Written request:
The required output is the line containing "Can you find the bare" through the final line of the material below, printed exactly, with no other lines.

Excerpted data:
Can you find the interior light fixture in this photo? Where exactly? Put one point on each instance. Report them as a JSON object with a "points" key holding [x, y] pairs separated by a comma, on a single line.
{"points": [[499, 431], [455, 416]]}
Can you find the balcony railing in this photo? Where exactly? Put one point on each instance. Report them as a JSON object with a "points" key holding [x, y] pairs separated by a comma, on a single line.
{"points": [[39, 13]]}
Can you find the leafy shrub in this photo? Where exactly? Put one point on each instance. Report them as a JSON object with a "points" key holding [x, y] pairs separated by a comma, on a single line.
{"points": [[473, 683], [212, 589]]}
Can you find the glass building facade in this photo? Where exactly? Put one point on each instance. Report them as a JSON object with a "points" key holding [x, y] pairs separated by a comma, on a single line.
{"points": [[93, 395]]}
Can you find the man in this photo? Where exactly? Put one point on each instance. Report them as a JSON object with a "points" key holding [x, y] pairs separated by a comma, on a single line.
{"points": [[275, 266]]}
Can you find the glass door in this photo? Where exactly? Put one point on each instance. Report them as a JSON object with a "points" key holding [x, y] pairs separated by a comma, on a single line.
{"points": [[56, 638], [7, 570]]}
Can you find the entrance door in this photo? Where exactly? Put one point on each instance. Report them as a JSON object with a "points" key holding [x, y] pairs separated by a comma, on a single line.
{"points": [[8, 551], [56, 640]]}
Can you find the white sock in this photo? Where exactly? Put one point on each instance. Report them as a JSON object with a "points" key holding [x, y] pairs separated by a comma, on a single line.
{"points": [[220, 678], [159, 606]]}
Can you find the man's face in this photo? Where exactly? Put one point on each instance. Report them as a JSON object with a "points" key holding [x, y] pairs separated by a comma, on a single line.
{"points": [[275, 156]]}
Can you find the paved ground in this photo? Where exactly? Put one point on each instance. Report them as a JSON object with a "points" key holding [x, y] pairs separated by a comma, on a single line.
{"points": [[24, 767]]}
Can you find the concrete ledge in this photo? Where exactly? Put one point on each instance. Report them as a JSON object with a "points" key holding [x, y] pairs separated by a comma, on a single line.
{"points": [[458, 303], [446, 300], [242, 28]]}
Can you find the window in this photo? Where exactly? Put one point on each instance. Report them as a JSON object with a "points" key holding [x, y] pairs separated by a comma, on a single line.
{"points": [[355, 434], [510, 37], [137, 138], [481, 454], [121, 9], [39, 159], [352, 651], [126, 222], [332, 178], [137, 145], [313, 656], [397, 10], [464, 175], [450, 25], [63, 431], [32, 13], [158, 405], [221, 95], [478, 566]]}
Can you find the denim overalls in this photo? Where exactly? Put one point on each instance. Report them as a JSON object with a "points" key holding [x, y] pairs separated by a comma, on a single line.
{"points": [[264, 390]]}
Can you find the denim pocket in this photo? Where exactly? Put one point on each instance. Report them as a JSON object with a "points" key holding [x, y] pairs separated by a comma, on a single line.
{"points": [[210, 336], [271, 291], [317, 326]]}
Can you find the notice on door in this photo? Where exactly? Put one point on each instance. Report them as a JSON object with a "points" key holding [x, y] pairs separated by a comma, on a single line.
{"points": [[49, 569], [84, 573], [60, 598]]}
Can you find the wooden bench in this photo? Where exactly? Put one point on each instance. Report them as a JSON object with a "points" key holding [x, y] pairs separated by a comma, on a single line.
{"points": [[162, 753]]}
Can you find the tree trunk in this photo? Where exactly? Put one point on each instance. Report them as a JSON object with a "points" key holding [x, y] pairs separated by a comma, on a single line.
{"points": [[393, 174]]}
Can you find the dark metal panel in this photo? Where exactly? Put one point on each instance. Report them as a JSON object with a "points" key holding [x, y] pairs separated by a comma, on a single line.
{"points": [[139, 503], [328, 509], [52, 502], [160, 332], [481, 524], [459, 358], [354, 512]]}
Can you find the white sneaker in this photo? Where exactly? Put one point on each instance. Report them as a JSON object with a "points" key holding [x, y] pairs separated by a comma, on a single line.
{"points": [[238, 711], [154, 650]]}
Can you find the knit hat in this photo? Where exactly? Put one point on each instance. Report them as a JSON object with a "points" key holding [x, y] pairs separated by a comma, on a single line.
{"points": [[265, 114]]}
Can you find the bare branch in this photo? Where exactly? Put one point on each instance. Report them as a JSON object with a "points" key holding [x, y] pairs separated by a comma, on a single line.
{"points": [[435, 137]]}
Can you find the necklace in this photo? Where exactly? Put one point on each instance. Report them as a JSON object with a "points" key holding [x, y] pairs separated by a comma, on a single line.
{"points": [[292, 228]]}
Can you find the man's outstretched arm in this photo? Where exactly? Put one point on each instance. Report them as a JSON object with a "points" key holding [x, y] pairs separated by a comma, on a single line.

Solution:
Can you find the bare branch in this photo? Where exactly? Put one point on each instance. Report them as a JSON object with a "points" key holding [x, y] pairs separated by a comma, on a single line.
{"points": [[435, 137]]}
Can you find the necklace in this photo? Where exactly? Put one point on each instance. Report them as a JSON object with a "points" key holding [x, y] pairs separated by a comma, on a single line.
{"points": [[292, 228]]}
Can you find the man's outstretched arm in this photo? Where exactly? Put one point on each instance. Report them as a JSON object with a "points" key holding [x, y] pairs separated by a comma, on a single line.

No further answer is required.